-- START OF Material to process --

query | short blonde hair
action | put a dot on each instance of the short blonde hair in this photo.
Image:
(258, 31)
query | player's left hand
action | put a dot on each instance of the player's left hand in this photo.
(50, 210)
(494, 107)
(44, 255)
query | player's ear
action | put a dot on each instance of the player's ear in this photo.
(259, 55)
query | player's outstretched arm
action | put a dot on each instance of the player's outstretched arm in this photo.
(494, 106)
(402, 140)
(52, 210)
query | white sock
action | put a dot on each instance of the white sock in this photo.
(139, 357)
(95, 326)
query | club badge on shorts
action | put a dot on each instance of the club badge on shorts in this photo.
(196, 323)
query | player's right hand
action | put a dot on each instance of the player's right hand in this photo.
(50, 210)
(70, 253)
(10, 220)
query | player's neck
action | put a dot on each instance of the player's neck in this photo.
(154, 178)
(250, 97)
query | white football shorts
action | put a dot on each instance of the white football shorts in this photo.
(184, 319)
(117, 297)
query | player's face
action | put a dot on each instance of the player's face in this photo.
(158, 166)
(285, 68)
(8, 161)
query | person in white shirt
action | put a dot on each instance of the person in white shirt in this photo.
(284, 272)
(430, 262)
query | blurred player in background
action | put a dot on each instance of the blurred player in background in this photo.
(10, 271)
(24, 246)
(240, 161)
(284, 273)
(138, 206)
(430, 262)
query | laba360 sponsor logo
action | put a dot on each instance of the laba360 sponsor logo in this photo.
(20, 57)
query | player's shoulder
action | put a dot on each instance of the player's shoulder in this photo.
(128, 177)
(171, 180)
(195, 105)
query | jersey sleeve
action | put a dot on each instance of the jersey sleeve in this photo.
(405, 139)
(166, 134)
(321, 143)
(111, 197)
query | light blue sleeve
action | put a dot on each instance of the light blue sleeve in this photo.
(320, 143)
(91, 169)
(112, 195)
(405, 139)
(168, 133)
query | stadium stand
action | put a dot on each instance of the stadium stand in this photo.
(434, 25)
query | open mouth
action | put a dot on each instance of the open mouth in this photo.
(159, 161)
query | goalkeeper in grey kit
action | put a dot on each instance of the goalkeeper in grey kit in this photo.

-- END OF Material to process --

Task to carry out:
Reproduce all of the records above verbatim, preserving every line in its original order.

Solution to this problem:
query | short blonde hair
action | put a dot on each instance of the short blonde hair in this photo.
Image:
(258, 31)
query | player's left hand
action | put a dot on each instance of the player's left hand in this photo.
(50, 210)
(494, 107)
(44, 255)
query | player's ear
action | put a dot on each instance of the player's ear in this photo.
(259, 55)
query | player's outstretched arm
action | put a dot on each instance of the player's outstretched arm in this photo.
(494, 106)
(402, 140)
(52, 210)
query | white sock
action | put a dot on each instance of the white sock in this photo.
(139, 357)
(95, 326)
query | club badge on shorts
action | put a dot on each instance of the club badge on shorts in this photo.
(196, 323)
query | player's right hand
action | put a dot on each instance of the player's right hand in this photo.
(50, 210)
(70, 253)
(10, 220)
query | player's neck
action | put a dot on each instance of the player's neck in this photo.
(154, 178)
(250, 97)
query | white football shorts
action | put a dot on each instance of the white football shorts in this photo.
(184, 319)
(117, 297)
query | player's face
action | put a dot on each instance of the player's face in this photo.
(158, 166)
(285, 68)
(8, 161)
query | person in white shirt
action | put a dot on each instance of the person in white shirt in this photo.
(284, 272)
(430, 262)
query | blurred player in background
action | put a dot on each instance of the blurred player in background in this photo.
(10, 271)
(24, 246)
(240, 161)
(284, 273)
(138, 206)
(430, 262)
query | laba360 sponsor logo
action | put a dot on each instance of the laba360 sponsor logo in this photo.
(20, 57)
query | player's shoulder
action | put a dot on each instance of the player's shoulder in this photo.
(128, 177)
(171, 180)
(195, 105)
query | jersey sleeve
action | put a dot on each instance of the jersey sleeve in this photo.
(405, 139)
(166, 134)
(321, 143)
(111, 197)
query | light blue sleeve
action | put a dot on each instance of the light blue sleeve in this photo.
(320, 143)
(91, 169)
(112, 195)
(405, 139)
(168, 133)
query | stadium stand
action | put a dot on each instance of the stadium stand in this photo.
(434, 25)
query | open mouth
action | put a dot on each instance of the open mouth in this photo.
(159, 161)
query | goalkeeper in grey kit
action | put a dot on each instance of the goalkeeper in grey kit in this photo.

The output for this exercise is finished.